Exercise inputs:
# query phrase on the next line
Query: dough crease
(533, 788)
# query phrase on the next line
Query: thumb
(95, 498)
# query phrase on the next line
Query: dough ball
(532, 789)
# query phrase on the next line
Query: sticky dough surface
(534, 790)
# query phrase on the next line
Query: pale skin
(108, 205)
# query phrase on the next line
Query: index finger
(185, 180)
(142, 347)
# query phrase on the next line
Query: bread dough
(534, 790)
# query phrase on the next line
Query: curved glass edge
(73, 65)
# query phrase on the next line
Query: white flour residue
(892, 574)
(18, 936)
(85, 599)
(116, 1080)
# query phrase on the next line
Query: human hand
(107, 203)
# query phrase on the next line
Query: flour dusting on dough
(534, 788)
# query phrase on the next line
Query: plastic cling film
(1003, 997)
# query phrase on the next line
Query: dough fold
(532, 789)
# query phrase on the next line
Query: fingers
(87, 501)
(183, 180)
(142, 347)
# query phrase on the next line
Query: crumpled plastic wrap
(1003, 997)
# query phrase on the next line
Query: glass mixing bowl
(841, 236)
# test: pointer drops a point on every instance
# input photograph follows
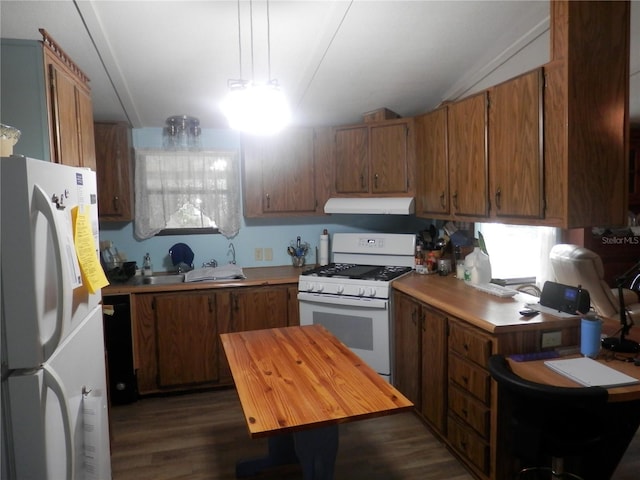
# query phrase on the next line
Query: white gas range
(351, 296)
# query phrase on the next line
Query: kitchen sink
(166, 279)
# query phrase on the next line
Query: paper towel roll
(324, 248)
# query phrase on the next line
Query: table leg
(317, 450)
(281, 451)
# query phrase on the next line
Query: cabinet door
(280, 173)
(407, 339)
(64, 117)
(389, 157)
(468, 156)
(85, 129)
(352, 160)
(114, 171)
(293, 318)
(432, 164)
(186, 337)
(258, 308)
(515, 147)
(144, 342)
(434, 367)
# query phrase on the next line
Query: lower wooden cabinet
(440, 365)
(469, 393)
(186, 343)
(420, 366)
(176, 335)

To be done: Can the entries above be repeated exactly, without their pictures?

Correct output:
# query phrase on the next line
Query: dough crease
(533, 788)
# query phrase on the next line
Query: thumb
(95, 498)
# query phrase on the next line
Query: dough ball
(532, 789)
# query phrase on the next line
Query: sticky dough surface
(534, 790)
# query phrase on the next line
Query: pale skin
(108, 205)
# query phrase on the next line
Query: index finger
(185, 180)
(142, 347)
# query phrase on the next line
Query: bread dough
(534, 790)
# query phrase on the next line
Query: curved glass edge
(73, 65)
# query phrase on the next line
Query: white flour residue
(892, 574)
(18, 936)
(85, 599)
(116, 1080)
# query phrase on the next line
Query: human hand
(107, 203)
# query phrase on the next line
Query: flour dusting on dough
(534, 788)
# query phrase on the next line
Query: plastic cling film
(1003, 997)
# query phrase on the next line
Query: dough fold
(532, 789)
# query phrase on the next line
Query: fingers
(87, 501)
(183, 180)
(142, 347)
# query phrase on the next line
Query: crumpled plastic wrap
(1003, 997)
# query phrase on the next line
Query: glass mixing bowl
(841, 236)
# test: pointer drops a point on every instance
# input photograph follows
# query phrase on the next line
Query: white gas range
(351, 296)
# query phrase on the next line
Query: kitchen sink
(166, 279)
# query phrase on the next line
Query: paper towel roll
(324, 248)
# query phrase on the next line
Query: table leg
(317, 450)
(281, 451)
# query phrase on the next line
Query: cabinet door
(280, 173)
(407, 339)
(64, 117)
(389, 157)
(468, 156)
(85, 129)
(352, 160)
(114, 171)
(293, 318)
(432, 164)
(186, 337)
(258, 308)
(515, 147)
(144, 342)
(434, 367)
# query phrase on the next line
Query: lower wooden cabinet
(440, 365)
(469, 393)
(186, 343)
(420, 366)
(176, 335)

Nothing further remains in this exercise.